## Task brief
Rewrite the material between the line holding "Does the image above contain any stacked" and the line holding "xmin=0 ymin=19 xmax=212 ymax=85", inclusive, reproducing every line in full. Scale only the coordinate values in the answers by 1.5 and round each to a whole number, with halves rounded up.

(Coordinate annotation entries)
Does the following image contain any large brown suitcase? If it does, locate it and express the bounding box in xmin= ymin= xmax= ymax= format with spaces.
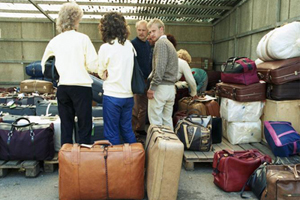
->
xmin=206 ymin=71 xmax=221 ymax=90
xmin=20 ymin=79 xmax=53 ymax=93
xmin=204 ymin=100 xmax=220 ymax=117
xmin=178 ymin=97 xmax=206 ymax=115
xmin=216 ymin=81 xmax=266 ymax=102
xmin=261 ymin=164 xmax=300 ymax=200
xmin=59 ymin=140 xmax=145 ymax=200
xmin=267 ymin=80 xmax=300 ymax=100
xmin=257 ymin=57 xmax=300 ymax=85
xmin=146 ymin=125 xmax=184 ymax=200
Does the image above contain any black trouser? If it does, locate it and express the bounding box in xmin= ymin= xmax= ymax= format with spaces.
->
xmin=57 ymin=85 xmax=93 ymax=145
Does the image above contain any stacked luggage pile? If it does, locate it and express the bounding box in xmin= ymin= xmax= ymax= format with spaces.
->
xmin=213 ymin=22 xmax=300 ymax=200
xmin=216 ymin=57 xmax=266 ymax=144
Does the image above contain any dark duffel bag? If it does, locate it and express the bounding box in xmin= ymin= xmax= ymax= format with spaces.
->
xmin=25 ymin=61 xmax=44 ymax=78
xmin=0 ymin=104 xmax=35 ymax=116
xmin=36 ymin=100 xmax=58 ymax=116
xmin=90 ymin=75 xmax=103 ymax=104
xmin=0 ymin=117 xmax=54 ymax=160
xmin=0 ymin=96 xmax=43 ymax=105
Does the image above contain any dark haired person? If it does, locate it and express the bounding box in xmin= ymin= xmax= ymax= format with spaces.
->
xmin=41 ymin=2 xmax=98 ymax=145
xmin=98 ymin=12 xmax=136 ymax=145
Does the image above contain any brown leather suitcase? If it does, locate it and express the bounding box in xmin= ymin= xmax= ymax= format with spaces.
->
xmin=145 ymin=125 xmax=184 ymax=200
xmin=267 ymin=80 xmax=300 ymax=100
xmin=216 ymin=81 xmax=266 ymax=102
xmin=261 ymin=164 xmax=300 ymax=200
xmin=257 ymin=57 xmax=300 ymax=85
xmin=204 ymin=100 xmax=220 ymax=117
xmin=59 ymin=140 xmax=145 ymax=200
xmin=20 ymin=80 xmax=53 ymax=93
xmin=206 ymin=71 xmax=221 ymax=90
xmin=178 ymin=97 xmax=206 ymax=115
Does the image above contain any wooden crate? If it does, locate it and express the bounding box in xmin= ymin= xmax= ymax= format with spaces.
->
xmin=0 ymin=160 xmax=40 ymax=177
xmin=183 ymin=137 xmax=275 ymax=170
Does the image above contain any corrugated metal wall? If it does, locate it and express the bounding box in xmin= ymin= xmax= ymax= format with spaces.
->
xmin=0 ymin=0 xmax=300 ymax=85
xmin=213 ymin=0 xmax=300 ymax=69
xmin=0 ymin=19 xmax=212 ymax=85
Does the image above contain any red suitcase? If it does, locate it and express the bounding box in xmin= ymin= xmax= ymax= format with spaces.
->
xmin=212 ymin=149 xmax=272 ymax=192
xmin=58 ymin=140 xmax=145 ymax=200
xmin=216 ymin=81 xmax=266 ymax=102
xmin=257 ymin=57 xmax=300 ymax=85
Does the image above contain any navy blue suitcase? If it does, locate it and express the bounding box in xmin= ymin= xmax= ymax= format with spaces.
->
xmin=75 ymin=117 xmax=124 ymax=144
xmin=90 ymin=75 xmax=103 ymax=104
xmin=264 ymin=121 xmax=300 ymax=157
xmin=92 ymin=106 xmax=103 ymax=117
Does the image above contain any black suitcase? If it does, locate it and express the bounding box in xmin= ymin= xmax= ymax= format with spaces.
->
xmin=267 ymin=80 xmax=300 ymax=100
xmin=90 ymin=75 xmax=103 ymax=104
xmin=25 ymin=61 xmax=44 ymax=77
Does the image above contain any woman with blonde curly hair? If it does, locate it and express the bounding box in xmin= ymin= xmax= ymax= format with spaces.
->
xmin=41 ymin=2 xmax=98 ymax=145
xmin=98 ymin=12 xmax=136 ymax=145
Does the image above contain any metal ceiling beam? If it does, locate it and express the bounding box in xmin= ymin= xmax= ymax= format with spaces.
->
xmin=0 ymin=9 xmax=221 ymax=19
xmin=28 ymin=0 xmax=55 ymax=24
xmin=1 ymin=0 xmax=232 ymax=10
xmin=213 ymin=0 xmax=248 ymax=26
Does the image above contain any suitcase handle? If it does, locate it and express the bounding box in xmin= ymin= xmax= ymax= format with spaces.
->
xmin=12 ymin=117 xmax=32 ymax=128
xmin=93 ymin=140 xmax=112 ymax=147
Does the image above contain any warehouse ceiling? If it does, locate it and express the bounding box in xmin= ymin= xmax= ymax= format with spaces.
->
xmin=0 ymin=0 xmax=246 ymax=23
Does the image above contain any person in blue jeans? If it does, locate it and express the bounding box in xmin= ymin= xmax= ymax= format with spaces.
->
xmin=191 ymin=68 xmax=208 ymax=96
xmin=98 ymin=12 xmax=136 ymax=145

## Full solution
Does the image above contain any stacked luggage pile? If it does, locate it and express the bounding box in xmin= ymin= xmax= ymax= format with spaces.
->
xmin=320 ymin=33 xmax=450 ymax=300
xmin=324 ymin=86 xmax=399 ymax=216
Does the image above contain any dark duffel bag? If it does, locate it and express the bounding box in xmin= ymin= xmax= ymax= format with spaces.
->
xmin=38 ymin=92 xmax=66 ymax=117
xmin=0 ymin=156 xmax=53 ymax=174
xmin=54 ymin=150 xmax=87 ymax=174
xmin=135 ymin=113 xmax=155 ymax=156
xmin=0 ymin=176 xmax=81 ymax=240
xmin=0 ymin=144 xmax=65 ymax=158
Does the image above contain any dark haired person? If it does, locate it and express the bounding box in xmin= ymin= xmax= ymax= format with spaces.
->
xmin=62 ymin=3 xmax=147 ymax=218
xmin=147 ymin=18 xmax=204 ymax=218
Does the image above contain any brown leather suitcase? If it does, locate it and express the bounding box in xmin= ymin= xmax= ymax= format with spaces.
->
xmin=218 ymin=188 xmax=276 ymax=300
xmin=401 ymin=120 xmax=450 ymax=150
xmin=324 ymin=122 xmax=399 ymax=153
xmin=392 ymin=246 xmax=450 ymax=300
xmin=386 ymin=86 xmax=450 ymax=128
xmin=306 ymin=150 xmax=330 ymax=176
xmin=89 ymin=210 xmax=218 ymax=300
xmin=30 ymin=120 xmax=80 ymax=140
xmin=309 ymin=107 xmax=332 ymax=135
xmin=267 ymin=146 xmax=309 ymax=173
Does the image above contain any wooden crate? If it does, locate it and express the bounding box in xmin= ymin= xmax= ymax= format with spaces.
->
xmin=0 ymin=240 xmax=60 ymax=266
xmin=275 ymin=206 xmax=413 ymax=255
Does the image above contain any corrugated metal wall? If it does, locate it and express the bounding box in xmin= ymin= xmax= ymax= format with spaces.
->
xmin=0 ymin=0 xmax=450 ymax=128
xmin=320 ymin=0 xmax=450 ymax=104
xmin=0 ymin=29 xmax=318 ymax=128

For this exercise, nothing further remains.